What the task asks
Reproduce each line, exactly, from the one containing "blurred background foliage." through the end of the material. Exclude pictures.

** Start of Available records **

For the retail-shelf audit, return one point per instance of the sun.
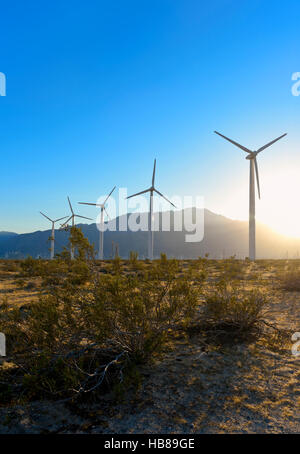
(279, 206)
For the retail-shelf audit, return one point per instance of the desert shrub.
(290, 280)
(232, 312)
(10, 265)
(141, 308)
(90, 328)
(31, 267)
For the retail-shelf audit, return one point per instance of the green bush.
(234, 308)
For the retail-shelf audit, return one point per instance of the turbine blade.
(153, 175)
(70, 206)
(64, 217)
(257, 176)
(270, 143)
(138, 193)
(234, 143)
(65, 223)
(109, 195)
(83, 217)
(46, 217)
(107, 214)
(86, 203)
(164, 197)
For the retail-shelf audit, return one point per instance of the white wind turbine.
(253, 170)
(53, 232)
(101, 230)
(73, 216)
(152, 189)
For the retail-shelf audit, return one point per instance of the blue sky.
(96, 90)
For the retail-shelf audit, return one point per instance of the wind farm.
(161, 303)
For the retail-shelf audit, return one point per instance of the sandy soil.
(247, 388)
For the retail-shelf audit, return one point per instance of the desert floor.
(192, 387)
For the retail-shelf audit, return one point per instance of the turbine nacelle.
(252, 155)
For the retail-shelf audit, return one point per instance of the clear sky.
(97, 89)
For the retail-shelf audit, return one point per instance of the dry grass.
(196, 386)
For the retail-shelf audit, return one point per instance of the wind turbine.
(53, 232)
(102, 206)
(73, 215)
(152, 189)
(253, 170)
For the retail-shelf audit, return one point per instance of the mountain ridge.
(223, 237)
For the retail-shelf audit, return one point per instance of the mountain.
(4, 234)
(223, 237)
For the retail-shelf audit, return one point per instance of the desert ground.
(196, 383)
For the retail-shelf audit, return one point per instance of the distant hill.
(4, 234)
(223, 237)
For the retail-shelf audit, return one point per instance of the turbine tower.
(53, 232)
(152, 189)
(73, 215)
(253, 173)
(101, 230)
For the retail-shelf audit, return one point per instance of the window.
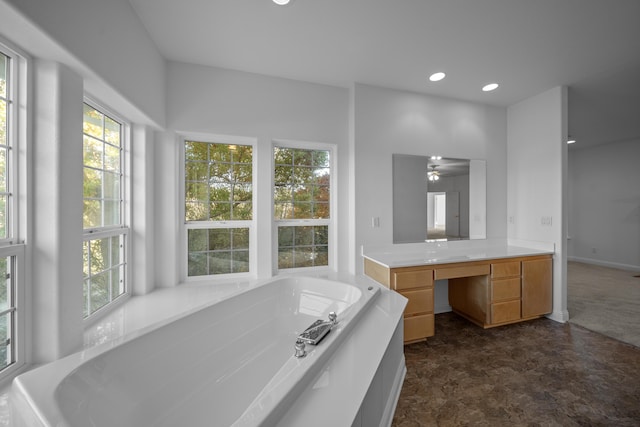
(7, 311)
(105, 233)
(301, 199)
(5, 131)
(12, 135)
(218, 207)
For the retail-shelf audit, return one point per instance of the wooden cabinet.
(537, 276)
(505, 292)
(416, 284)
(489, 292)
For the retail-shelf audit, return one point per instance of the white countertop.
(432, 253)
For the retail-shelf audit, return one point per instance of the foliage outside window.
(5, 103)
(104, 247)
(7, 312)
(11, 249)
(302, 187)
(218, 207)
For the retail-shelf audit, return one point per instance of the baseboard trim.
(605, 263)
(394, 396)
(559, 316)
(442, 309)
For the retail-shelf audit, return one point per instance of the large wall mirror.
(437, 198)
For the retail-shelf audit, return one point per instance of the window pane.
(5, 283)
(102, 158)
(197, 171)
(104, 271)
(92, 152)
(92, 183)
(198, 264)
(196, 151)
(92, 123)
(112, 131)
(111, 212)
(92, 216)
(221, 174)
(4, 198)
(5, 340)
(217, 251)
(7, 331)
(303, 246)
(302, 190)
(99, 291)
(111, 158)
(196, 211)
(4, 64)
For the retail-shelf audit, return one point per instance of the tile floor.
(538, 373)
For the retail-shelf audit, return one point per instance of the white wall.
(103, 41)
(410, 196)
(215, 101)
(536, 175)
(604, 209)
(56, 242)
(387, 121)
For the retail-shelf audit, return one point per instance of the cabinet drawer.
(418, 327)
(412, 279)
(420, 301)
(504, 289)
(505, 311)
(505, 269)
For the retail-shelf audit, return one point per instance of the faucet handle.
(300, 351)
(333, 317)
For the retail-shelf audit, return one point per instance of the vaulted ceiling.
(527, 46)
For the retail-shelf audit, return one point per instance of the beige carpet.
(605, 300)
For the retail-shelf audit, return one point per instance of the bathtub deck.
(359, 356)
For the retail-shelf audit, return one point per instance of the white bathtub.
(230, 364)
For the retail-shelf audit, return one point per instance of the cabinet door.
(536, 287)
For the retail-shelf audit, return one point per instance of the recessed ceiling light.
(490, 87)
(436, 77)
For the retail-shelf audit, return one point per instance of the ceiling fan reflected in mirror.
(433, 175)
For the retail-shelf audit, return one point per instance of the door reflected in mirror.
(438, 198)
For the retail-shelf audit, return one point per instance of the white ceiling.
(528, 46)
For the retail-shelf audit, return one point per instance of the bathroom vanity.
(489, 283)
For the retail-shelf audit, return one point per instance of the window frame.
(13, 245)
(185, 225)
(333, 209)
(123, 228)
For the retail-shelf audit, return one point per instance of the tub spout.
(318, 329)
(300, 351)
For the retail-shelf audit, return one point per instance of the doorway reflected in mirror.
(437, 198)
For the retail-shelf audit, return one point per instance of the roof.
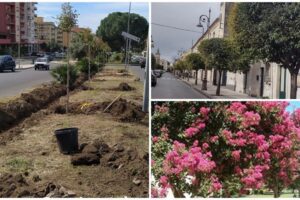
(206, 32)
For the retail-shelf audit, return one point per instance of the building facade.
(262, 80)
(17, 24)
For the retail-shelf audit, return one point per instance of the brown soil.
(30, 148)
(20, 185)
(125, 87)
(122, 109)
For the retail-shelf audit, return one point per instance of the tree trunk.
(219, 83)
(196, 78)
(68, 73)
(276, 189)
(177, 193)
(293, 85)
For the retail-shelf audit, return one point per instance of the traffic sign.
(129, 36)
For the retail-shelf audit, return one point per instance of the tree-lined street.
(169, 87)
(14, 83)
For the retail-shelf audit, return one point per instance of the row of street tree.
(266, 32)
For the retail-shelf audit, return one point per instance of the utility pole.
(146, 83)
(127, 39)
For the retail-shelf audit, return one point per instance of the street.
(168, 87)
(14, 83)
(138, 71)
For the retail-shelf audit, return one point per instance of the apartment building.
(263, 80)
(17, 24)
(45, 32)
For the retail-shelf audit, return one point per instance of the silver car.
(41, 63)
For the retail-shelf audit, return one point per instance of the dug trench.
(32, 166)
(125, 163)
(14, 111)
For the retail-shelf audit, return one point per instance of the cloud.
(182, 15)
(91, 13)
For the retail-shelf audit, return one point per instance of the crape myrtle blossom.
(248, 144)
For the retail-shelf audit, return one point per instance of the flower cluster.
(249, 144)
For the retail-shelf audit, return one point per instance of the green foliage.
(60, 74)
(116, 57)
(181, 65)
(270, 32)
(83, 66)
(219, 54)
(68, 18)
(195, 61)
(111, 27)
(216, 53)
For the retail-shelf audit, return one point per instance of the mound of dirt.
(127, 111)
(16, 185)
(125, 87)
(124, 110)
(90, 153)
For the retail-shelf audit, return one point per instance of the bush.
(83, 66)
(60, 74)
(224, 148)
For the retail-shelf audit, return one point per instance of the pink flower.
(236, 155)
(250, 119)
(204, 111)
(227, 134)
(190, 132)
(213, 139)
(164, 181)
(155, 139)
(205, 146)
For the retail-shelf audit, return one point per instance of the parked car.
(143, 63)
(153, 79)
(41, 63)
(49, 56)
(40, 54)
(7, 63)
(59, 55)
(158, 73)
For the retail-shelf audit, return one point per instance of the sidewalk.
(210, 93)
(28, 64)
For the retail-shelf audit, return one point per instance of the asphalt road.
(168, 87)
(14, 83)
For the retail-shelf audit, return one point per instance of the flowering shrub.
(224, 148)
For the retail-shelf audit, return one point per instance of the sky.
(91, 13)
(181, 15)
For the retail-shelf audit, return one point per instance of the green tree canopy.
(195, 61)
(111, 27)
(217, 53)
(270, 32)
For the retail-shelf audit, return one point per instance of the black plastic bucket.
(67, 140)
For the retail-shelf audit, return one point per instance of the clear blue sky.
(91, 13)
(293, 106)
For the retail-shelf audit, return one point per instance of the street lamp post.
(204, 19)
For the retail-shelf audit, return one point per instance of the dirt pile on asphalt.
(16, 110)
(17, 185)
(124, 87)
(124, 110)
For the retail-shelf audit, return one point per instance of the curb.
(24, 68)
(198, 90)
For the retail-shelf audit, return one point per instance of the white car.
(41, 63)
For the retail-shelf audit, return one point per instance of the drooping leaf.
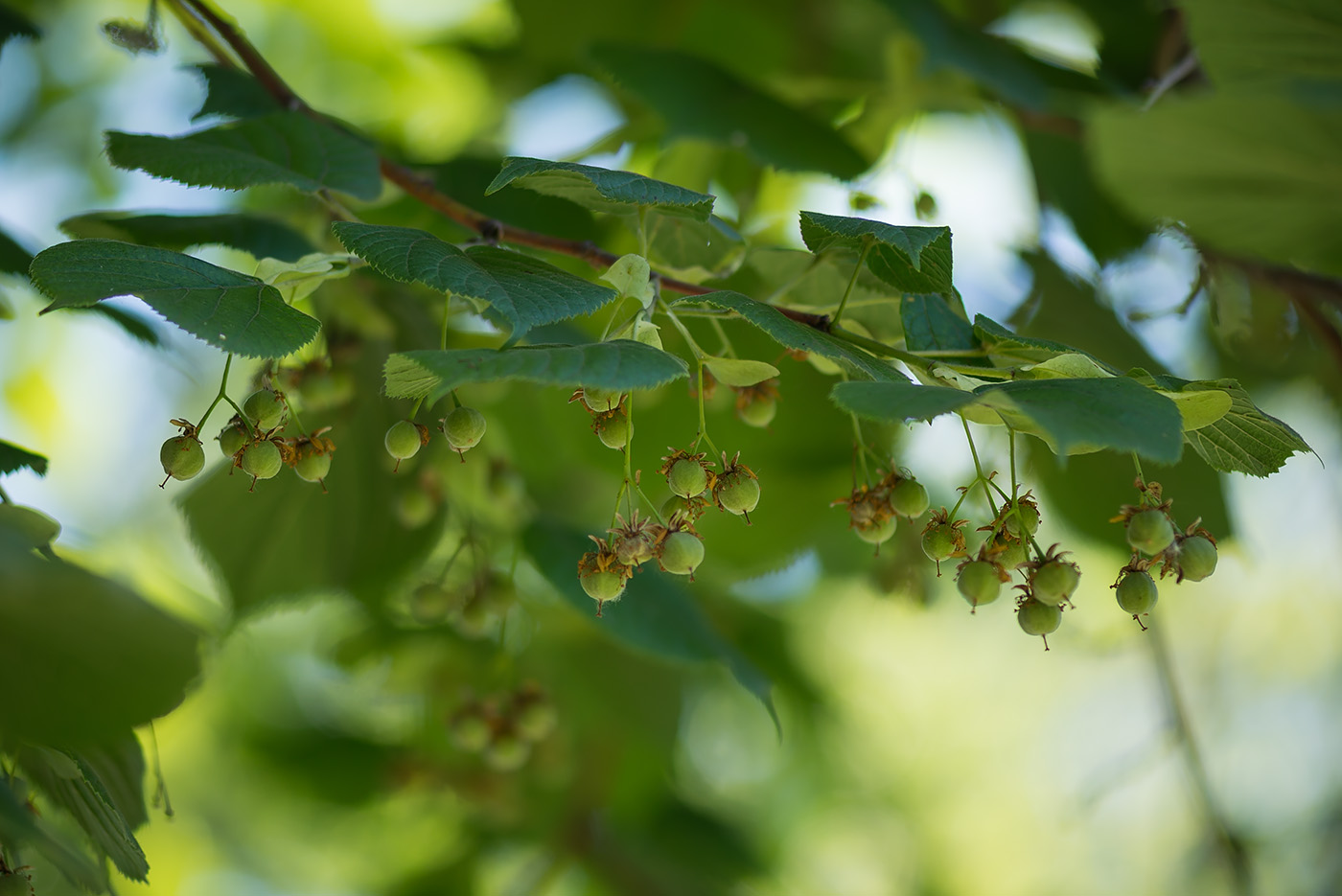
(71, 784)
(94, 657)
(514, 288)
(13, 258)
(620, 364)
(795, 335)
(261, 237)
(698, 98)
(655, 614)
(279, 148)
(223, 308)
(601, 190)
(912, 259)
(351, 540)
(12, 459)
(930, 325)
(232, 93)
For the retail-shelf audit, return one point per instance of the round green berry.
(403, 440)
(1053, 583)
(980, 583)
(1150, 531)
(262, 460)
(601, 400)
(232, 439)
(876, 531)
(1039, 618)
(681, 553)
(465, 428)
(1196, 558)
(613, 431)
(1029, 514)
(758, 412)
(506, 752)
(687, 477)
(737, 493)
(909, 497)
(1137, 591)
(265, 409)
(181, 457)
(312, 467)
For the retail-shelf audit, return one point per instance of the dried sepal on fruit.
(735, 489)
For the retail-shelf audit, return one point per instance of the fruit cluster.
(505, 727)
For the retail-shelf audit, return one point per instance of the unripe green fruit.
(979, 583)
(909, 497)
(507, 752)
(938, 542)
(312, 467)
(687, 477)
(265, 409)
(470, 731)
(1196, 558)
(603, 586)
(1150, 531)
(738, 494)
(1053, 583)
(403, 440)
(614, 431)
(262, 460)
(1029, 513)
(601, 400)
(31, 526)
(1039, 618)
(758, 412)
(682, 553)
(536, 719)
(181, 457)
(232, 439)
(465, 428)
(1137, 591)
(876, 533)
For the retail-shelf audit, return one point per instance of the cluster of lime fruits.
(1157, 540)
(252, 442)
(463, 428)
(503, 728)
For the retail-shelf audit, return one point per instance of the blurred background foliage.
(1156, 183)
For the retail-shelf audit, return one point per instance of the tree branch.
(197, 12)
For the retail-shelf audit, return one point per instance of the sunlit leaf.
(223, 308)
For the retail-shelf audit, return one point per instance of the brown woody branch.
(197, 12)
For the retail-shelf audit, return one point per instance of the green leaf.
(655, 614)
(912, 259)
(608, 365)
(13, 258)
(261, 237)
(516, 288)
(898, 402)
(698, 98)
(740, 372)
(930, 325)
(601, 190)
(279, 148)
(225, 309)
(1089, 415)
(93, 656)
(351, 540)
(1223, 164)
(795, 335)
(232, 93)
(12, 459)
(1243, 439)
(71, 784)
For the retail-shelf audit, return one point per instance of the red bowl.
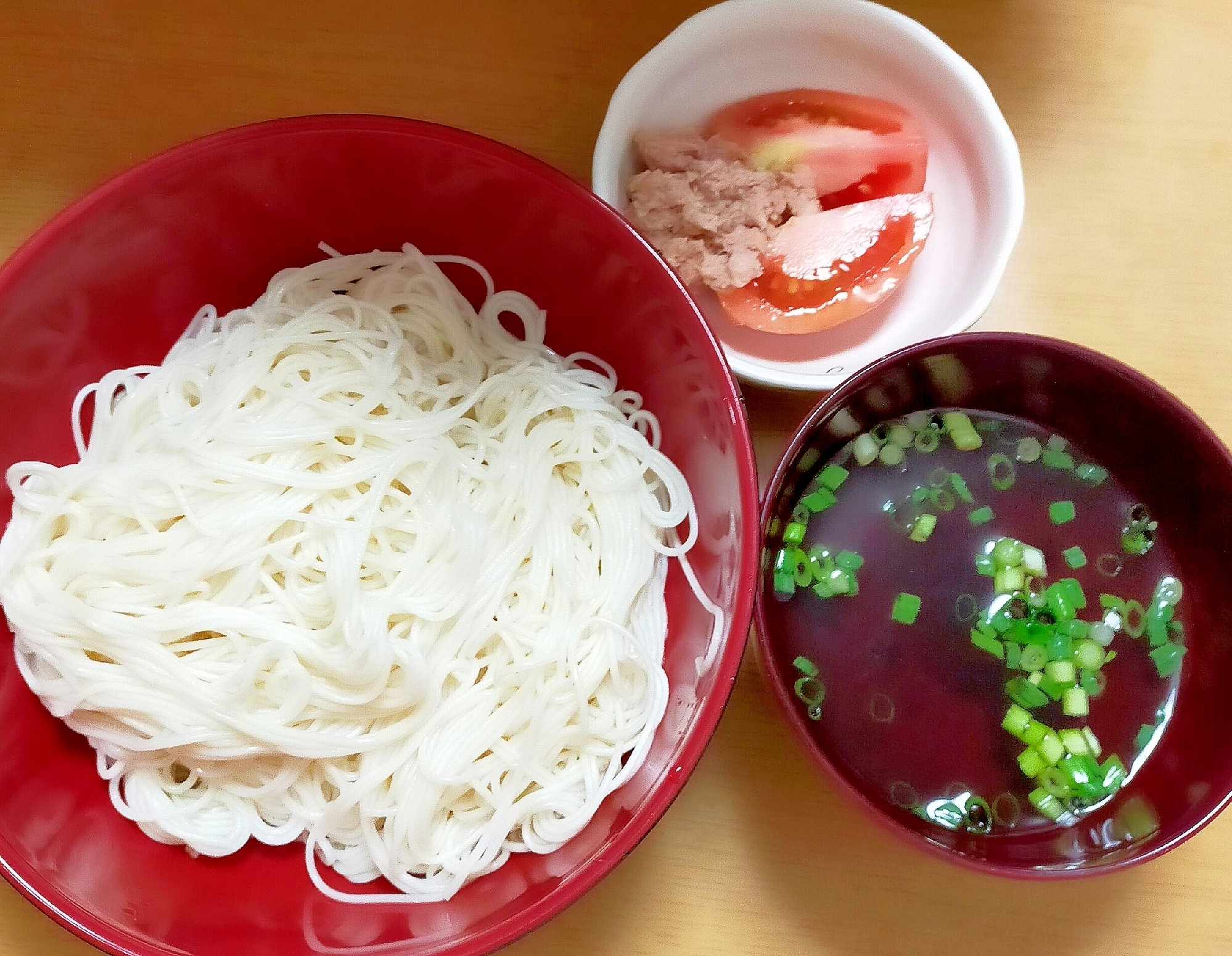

** End of Available records **

Exercise result
For the retail-shelf audit, return one point per instance of the blurred background foliage.
(1156, 183)
For the retail-shelf audit, return one point per instance of the tree branch.
(197, 12)
For the retail-shelf audit, return one point per instance of the sunlit leaf.
(223, 308)
For the retail-shelf audit, return one point per instance of the brown woody branch.
(197, 12)
For the retail-shelf audit, return one point per instance of the green leaf.
(655, 614)
(912, 259)
(608, 365)
(13, 258)
(261, 237)
(516, 288)
(898, 402)
(698, 98)
(740, 372)
(930, 325)
(601, 190)
(279, 148)
(225, 309)
(1089, 415)
(93, 656)
(351, 540)
(1223, 164)
(795, 335)
(232, 93)
(12, 459)
(1243, 439)
(71, 784)
For the retail-shelf audit, return one point per instance of the red bowl.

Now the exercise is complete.